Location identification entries
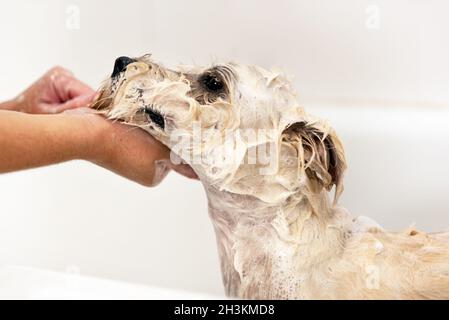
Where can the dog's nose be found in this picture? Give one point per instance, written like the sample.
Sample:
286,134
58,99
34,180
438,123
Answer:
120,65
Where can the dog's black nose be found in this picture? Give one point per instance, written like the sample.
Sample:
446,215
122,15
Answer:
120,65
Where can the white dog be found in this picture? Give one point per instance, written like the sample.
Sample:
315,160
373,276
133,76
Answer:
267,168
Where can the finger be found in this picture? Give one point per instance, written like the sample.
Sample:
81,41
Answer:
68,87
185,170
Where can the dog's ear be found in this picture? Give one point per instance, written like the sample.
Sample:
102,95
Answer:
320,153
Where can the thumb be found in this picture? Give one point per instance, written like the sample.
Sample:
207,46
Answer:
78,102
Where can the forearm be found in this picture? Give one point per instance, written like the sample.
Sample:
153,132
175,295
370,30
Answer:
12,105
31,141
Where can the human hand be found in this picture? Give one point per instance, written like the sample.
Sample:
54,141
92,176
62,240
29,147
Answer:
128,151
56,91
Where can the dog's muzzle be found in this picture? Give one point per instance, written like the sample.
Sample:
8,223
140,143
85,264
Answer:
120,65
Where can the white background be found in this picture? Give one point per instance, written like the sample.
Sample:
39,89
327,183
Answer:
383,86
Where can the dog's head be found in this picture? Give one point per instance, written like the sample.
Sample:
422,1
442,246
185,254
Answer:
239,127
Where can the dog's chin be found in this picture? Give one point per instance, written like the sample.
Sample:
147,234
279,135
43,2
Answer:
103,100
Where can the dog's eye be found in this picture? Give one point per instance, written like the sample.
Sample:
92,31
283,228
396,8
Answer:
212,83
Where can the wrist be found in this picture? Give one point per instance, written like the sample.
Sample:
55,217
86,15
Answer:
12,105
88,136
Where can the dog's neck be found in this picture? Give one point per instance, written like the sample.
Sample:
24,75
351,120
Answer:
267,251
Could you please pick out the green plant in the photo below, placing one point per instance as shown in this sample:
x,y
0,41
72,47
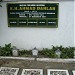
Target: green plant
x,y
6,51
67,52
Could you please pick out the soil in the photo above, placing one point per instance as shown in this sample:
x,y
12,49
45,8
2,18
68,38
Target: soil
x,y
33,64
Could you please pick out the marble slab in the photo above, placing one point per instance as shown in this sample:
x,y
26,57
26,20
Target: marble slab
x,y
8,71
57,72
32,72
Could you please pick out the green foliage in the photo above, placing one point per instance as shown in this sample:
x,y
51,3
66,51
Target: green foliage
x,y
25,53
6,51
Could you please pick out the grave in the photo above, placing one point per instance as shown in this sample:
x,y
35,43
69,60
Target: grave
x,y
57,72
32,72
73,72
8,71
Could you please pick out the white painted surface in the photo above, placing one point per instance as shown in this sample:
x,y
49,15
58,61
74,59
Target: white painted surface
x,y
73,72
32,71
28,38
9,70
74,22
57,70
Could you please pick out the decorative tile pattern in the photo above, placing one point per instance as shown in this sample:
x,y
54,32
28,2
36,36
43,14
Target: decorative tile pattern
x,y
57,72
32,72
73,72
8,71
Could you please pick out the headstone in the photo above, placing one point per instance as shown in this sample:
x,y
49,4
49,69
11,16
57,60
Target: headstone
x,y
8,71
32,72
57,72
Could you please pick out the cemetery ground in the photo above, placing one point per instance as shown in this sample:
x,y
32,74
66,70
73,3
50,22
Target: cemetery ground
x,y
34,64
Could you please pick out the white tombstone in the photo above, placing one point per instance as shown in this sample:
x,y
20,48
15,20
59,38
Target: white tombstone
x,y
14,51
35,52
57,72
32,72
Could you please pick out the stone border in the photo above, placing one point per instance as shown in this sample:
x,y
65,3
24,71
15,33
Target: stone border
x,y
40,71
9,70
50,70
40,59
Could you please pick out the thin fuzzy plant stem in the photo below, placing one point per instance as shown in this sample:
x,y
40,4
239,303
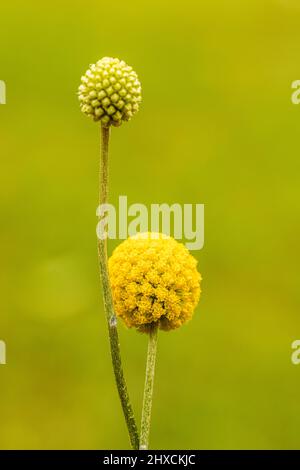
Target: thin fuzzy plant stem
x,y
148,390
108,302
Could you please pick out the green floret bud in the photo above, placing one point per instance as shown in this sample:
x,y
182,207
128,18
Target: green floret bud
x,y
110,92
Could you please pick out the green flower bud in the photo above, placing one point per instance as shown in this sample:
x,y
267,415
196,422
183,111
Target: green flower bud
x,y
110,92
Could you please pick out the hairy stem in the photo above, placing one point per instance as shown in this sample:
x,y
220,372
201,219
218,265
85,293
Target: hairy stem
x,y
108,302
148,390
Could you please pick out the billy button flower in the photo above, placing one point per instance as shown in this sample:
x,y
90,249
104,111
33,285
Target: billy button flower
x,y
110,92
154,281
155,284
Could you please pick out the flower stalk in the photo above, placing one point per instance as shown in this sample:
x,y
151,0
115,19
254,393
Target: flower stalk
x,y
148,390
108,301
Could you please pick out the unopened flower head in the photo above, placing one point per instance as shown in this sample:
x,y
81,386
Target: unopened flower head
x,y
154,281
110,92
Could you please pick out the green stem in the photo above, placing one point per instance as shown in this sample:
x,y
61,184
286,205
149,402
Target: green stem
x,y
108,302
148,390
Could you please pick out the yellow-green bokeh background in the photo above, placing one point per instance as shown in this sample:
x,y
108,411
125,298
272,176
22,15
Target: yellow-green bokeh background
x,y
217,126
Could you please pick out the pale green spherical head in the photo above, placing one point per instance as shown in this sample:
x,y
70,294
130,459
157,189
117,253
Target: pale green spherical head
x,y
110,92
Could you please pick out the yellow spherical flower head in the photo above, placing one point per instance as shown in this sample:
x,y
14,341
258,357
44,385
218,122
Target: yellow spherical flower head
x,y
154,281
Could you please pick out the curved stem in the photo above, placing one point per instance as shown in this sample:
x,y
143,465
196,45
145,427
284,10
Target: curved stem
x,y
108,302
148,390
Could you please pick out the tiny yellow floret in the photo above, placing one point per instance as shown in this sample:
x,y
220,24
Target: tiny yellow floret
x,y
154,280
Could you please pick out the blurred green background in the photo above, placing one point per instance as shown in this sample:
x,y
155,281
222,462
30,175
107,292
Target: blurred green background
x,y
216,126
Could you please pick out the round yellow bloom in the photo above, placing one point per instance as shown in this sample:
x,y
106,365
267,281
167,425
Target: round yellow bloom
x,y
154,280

• [Given problem]: Copy out the items word for word, beginning at the line that contains "Could you please pick out the pale" and continuing through the last line of the items.

• [Exercise answer]:
Could you please pick out the pale green spherical head in the photo above, placing one point per instance as shown in this sample:
x,y
70,294
130,459
157,189
117,253
Target: pale green spherical head
x,y
110,92
Could you please pick out the yellow spherical flower head in the photo above, placing one point per instance as shown in this sample:
x,y
14,341
258,357
44,385
218,122
Target: yellow spherical flower head
x,y
154,281
Could you please pick out the curved stem in the photo above, placing one point per instance as shown in this sample:
x,y
143,465
196,45
145,427
284,10
Target: curved stem
x,y
108,302
148,390
Could you please pick out the tiny yellow floret in the photo above, placing one point per instance as shown in this sample:
x,y
220,24
Target: tiny yellow floret
x,y
154,280
Could you please pick out the blurred green background in the photo above, placing one point per instance as shown in this sample:
x,y
155,281
222,462
30,175
107,292
Target: blurred green background
x,y
216,126
Could you please pick out the round yellow bloom in the photo above, placing one point per instance as shown in this sample:
x,y
106,365
267,281
167,425
Target: round yellow bloom
x,y
154,280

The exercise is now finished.